▶ _Data to use_
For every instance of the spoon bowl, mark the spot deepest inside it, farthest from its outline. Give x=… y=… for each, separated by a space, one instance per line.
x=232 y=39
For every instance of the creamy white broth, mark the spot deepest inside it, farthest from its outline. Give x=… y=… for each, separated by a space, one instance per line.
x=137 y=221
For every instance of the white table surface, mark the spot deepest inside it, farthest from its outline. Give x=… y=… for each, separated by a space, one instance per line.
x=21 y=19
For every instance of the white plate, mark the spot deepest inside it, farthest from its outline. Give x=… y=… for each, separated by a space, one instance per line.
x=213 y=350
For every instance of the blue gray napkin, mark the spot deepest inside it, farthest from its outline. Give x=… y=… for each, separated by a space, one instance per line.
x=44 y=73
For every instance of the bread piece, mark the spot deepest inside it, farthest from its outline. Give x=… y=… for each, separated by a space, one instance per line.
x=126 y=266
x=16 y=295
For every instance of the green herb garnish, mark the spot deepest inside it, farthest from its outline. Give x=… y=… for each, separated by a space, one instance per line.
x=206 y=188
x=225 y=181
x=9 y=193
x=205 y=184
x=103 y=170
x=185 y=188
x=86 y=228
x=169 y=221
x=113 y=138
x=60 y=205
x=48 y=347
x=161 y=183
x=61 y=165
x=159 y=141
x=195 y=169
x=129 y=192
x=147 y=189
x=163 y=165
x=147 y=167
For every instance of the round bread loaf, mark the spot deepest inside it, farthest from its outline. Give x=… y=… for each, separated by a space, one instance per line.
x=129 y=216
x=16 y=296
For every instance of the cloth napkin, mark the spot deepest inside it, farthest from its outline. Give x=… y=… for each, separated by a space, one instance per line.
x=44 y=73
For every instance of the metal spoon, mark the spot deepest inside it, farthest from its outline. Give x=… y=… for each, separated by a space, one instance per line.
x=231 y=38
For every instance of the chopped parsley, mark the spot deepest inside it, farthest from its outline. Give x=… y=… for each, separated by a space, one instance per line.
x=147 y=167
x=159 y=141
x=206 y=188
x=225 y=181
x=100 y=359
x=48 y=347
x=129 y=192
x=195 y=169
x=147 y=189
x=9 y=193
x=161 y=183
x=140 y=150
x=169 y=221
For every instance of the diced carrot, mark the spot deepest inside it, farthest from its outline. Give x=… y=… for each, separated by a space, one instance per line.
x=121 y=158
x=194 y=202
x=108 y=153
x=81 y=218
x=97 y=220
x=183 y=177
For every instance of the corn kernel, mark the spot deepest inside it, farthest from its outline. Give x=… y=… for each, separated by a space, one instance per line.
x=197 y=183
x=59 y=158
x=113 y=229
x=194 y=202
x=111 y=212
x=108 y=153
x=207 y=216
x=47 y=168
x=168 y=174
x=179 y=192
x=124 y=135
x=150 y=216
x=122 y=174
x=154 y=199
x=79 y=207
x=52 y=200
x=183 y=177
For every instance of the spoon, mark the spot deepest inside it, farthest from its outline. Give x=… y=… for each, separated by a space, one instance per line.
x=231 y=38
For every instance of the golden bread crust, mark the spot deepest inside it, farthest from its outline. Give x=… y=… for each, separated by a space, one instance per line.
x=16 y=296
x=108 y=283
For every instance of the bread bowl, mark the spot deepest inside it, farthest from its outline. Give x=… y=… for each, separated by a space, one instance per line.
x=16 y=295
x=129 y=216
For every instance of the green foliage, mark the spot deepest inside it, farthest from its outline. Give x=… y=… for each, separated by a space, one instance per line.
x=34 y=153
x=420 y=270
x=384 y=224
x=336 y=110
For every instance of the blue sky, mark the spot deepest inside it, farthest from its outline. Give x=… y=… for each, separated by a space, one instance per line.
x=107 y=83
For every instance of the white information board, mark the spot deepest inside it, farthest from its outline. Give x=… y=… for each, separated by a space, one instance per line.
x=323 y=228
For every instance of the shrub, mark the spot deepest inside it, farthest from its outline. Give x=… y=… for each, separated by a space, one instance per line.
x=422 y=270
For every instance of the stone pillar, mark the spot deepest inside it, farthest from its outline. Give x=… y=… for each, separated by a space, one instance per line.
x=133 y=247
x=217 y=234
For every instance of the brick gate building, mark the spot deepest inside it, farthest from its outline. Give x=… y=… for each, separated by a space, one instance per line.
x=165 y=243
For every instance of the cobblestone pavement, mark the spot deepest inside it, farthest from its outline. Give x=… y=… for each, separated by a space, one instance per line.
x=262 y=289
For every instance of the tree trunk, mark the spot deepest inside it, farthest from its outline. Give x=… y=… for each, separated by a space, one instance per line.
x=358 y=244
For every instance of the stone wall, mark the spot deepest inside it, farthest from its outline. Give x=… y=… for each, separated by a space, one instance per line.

▶ _Exercise_
Output an exact copy of each record.

▶ _Answer to this exercise_
For every instance of the spoon bowl, mark the spot deepest inside it, farthest from its outline. Give x=… y=… for each, separated by a space, one instance per line.
x=232 y=39
For every instance of the creamy white broth, mark the spot deepest inside it, farthest from its outline. Give x=… y=… for each, separated by a space, one instance per line.
x=137 y=221
For every instance of the white table surface, mark the spot deepest inside it, farthest from its outline. Give x=… y=… for each, separated by a space, one instance per line.
x=21 y=19
For every instance of the white plate, mark the spot deepest inside it, farthest from its outline. Give x=… y=… for each, separated by a space, one instance per line.
x=213 y=350
For every instance of the blue gray napkin, mark the spot deepest inside it, farthest from its outline. Give x=… y=… for each, separated by a space, one instance per line.
x=44 y=73
For every instance of the bread piece, mark the spot deepest inside it, farthest from its outline. Give x=… y=… for each, separated by a space, one instance per line.
x=126 y=266
x=16 y=295
For every instance of the green herb garnish, mark the spot deepest inside it, farthest from its outline. Give x=… y=… for each, separated by a space, one instance per line.
x=206 y=188
x=225 y=181
x=9 y=193
x=205 y=184
x=103 y=170
x=185 y=188
x=86 y=228
x=169 y=221
x=113 y=138
x=60 y=205
x=48 y=347
x=161 y=183
x=61 y=165
x=159 y=141
x=195 y=169
x=129 y=192
x=147 y=189
x=163 y=165
x=147 y=167
For every instance of the round bread loaf, mark the spot deepest inside it, farthest from its outline. Give x=… y=… for each, separated by a space, one instance per line.
x=129 y=216
x=16 y=296
For every instance of the cloth napkin, mark the spot deepest inside it, farthest from its outline. Give x=… y=… for each, separated by a space, one instance per line.
x=44 y=73
For every instance of the metal spoon, mark the spot deepest inside it, farthest from its outline. Give x=… y=… for each, separated by a space, one instance per line.
x=231 y=38
For every instance of the chopped parsley, mark the spot deepest inside it, farthest from its outline. Give x=… y=… for each, separated by a space, one instance per line.
x=147 y=167
x=159 y=141
x=206 y=188
x=225 y=181
x=100 y=359
x=48 y=347
x=129 y=192
x=195 y=169
x=147 y=189
x=9 y=193
x=161 y=183
x=140 y=150
x=169 y=221
For every instance of the diced carrot, mark the spot deepest inside it, farthest from its outline. Give x=… y=… for each, separated by a space, one instance per line.
x=121 y=158
x=194 y=202
x=108 y=153
x=81 y=218
x=97 y=220
x=183 y=177
For every instance of the corn kernel, mark the spot deepest inside it, farthest from its outline. Give x=… y=… for each, separated by a space, one instance per line.
x=197 y=183
x=59 y=158
x=113 y=229
x=194 y=202
x=111 y=212
x=108 y=153
x=207 y=216
x=47 y=168
x=168 y=174
x=179 y=192
x=124 y=135
x=150 y=216
x=122 y=174
x=154 y=199
x=79 y=207
x=52 y=200
x=183 y=177
For every instance of the spoon, mark the spot deepest inside it, farthest from its outline. Give x=… y=… for each, separated by a space, one instance per line.
x=231 y=38
For every instance of the golden bread crust, mark the spot deepest inside it, farthest from its outline. Give x=… y=… for each, separated by a space, one instance per line.
x=16 y=296
x=108 y=283
For every instance of the bread bowl, mark the spot deepest inside it, farthest from its outline. Give x=… y=… for each, separated by a space, one instance per line.
x=16 y=295
x=129 y=216
For every instance of the green foliage, mark the spot deepest inside it, farthest from its outline. Give x=… y=… for each, separated by a space, one instance per line.
x=34 y=153
x=420 y=270
x=384 y=224
x=336 y=110
For every instance of the blue sky, mark the spot deepest inside it, farthest from its outline. Give x=… y=… for each, separated by a space, one instance per line.
x=107 y=83
For every instance of the white information board, mark the spot deepest inside it, farthest from its outline. Give x=… y=… for each, separated by a space, one instance per line.
x=323 y=228
For every instance of the shrub, mark the spot deepest inside it, farthest from its outline. Give x=… y=… for each, separated by a space, one instance per line.
x=422 y=270
For every instance of the stone pillar, mark the spot deepest inside it, farthest from its outline. Give x=… y=… for each, separated by a space, one instance per line.
x=133 y=247
x=217 y=234
For every instance of the brick gate building, mark the spot deepest inside it, farthest from its outline. Give x=… y=… for each, separated by a space, one instance per line.
x=165 y=243
For every instance of the cobblestone pavement, mark the spot deepest inside it, farthest from its outline. Give x=… y=… for each, separated by a space, one instance per line.
x=262 y=289
For every instance of the tree trunk, mark the spot deepest inside it, farthest from its outline. Give x=… y=… for each, separated by a space, one instance per line.
x=358 y=244
For every instance of the stone wall, mark the spot deepest inside it, farthest from its outline. Give x=… y=… for each, separated by a space, one instance per line.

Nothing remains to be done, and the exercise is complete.